** START OF Exercise input **
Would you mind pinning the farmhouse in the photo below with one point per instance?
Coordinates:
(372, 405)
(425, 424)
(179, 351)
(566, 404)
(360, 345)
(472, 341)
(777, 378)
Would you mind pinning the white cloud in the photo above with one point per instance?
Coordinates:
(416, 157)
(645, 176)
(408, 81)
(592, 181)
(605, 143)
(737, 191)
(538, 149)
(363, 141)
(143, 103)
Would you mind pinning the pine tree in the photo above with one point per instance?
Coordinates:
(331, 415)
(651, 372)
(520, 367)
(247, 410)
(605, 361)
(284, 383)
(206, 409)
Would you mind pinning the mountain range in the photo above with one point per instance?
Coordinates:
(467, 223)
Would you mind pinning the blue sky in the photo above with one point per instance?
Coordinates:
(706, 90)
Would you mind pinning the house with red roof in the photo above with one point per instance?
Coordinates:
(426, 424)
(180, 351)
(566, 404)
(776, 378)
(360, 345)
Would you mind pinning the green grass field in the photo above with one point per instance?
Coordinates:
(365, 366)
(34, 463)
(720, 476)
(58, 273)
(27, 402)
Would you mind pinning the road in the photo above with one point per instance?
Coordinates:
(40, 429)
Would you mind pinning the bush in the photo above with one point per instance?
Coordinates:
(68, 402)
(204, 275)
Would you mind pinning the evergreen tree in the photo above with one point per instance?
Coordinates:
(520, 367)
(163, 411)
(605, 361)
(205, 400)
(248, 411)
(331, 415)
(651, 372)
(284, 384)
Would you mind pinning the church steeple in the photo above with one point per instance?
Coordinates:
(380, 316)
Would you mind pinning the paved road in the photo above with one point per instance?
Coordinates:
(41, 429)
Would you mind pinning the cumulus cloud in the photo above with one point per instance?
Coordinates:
** END OF Exercise input **
- Given problem: Rewrite every row above, substituting "a single point for each instance" for "one point per instance" wherever it occurs and leaving all other text as it stands.

- Response to this task:
Would you mind pinning the farmhouse in the photo below with a single point for each instance?
Coordinates:
(372, 405)
(425, 424)
(179, 351)
(566, 404)
(360, 345)
(472, 341)
(777, 378)
Would you mind pinning the white cloud in the photo above with a single point for each instance?
Coordinates:
(416, 157)
(645, 176)
(408, 81)
(592, 181)
(605, 143)
(737, 191)
(538, 149)
(363, 141)
(143, 103)
Would you mind pinning the pine tree in the photo above with a single point for each instance?
Coordinates:
(331, 415)
(651, 372)
(520, 367)
(247, 410)
(605, 361)
(284, 383)
(206, 409)
Would you mind pinning the mountain range in the photo above with a single point for each instance?
Coordinates:
(467, 223)
Would you mind pinning the blue sky in the photo above with a single point for each instance?
Coordinates:
(706, 90)
Would you mind pinning the house with red roof in the photo above with a single point for each instance?
Coordinates:
(426, 424)
(180, 351)
(566, 404)
(776, 378)
(360, 345)
Would you mind pinning the green grass field in the photo above with a single point for each instance?
Coordinates:
(365, 366)
(34, 463)
(720, 476)
(58, 273)
(27, 402)
Would you mind pinning the road in the photo above with a single point for each instance?
Coordinates:
(40, 429)
Would you mind pinning the bush in the photo above with a single point for each instance?
Coordinates:
(68, 402)
(204, 275)
Would you mind pinning the evergreen tree in the photo above with a single point for each instance?
Coordinates:
(520, 367)
(163, 411)
(605, 361)
(205, 400)
(248, 411)
(331, 415)
(651, 372)
(284, 384)
Would you mind pinning the church steeple in the photo above with a single point for each instance?
Coordinates:
(380, 316)
Would you mind pinning the paved road in the photo above with a single point for each instance?
Coordinates:
(41, 429)
Would you mind pinning the cumulus cloud in the photo above with a single point for each instance?
Coordinates:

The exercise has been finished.